Objetivo do exercício: Retorne sem alterações os registros abaixo, começando na linha que contém "the bicycle in" e terminando na linha que contém "[[357, 143], [677, 147]]", com ambas as linhas incluídas.

Dados do exercício:
= = = =

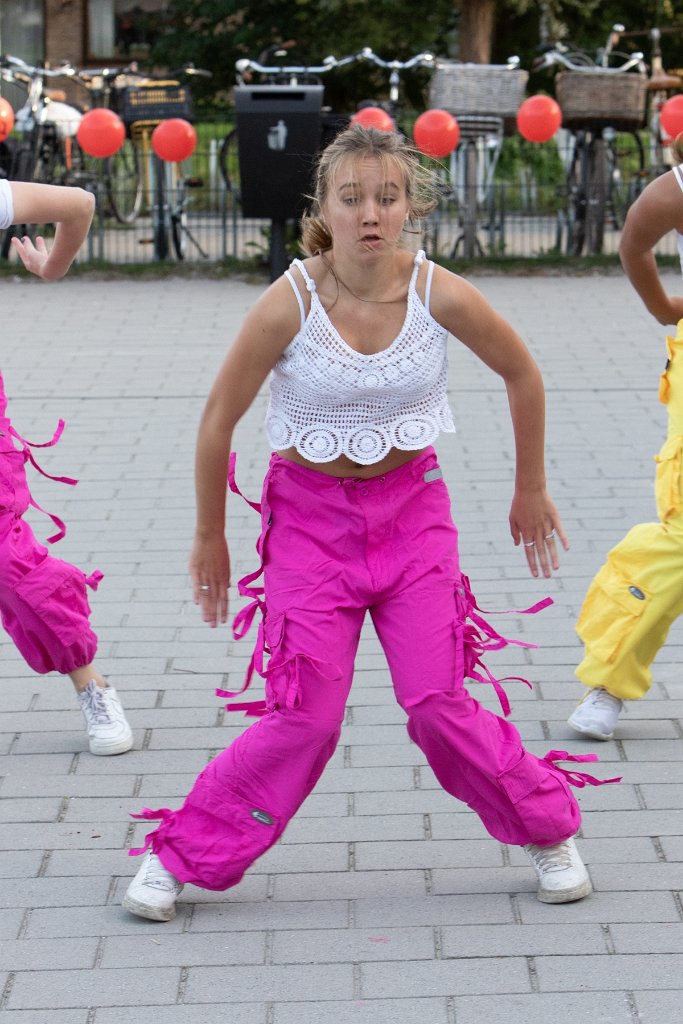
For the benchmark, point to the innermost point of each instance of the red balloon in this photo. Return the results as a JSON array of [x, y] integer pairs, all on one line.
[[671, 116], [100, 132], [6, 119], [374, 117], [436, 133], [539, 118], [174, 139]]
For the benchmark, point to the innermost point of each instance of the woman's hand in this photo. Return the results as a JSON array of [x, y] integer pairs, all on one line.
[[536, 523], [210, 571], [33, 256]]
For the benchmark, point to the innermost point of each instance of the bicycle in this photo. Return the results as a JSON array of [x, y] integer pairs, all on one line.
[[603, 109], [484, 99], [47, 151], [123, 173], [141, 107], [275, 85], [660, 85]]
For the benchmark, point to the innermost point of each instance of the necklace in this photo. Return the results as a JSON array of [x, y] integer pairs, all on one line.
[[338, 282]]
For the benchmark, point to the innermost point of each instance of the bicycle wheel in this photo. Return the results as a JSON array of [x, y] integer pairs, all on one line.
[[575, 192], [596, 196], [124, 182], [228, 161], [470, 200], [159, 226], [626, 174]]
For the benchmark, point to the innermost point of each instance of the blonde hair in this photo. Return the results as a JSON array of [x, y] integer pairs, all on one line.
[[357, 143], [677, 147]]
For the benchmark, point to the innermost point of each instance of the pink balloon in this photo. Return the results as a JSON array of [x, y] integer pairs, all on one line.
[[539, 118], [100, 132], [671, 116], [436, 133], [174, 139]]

= = = =

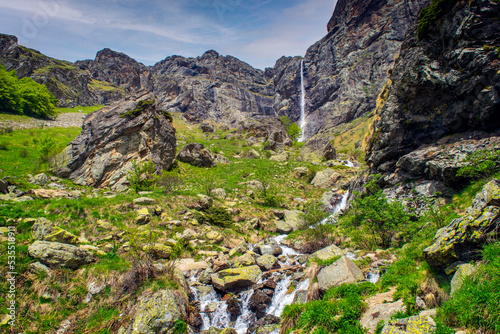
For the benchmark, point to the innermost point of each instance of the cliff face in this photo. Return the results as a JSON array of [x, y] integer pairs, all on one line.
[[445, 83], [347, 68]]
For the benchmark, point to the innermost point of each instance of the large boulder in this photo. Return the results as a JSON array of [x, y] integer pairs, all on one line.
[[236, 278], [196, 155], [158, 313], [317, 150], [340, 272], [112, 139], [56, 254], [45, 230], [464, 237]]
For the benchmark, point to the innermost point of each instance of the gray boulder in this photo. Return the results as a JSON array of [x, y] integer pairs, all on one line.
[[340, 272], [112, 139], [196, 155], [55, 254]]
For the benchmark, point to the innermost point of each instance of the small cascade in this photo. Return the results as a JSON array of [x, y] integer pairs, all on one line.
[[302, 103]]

= = = =

Saída do exercício:
For the benchmark, point to the innermost point of each instance of the bicycle in this photo. Return the results as a JSON array of [x, y] integer pairs, all on one line.
[[603, 109], [484, 99], [47, 151], [123, 173], [141, 107], [275, 85], [660, 85]]
For the benchmark, point to the innermost point of each instance of the necklace in this photo. Return the results as a JSON array of [x, y] integer pairs, all on one line.
[[338, 282]]
For the benchmark, point to the innermost point of each instance of the bicycle wheel in this photo. Return the results as a JSON array of [x, y] integer pairs, all on one line.
[[575, 192], [596, 196], [124, 182], [228, 161], [470, 200], [159, 226], [626, 174]]
For the benchmark, point to the innermost point of each instance of the blonde hair in this photo. Return the results as a JSON array of [x, y] integer pairs, all on one line.
[[357, 143], [677, 147]]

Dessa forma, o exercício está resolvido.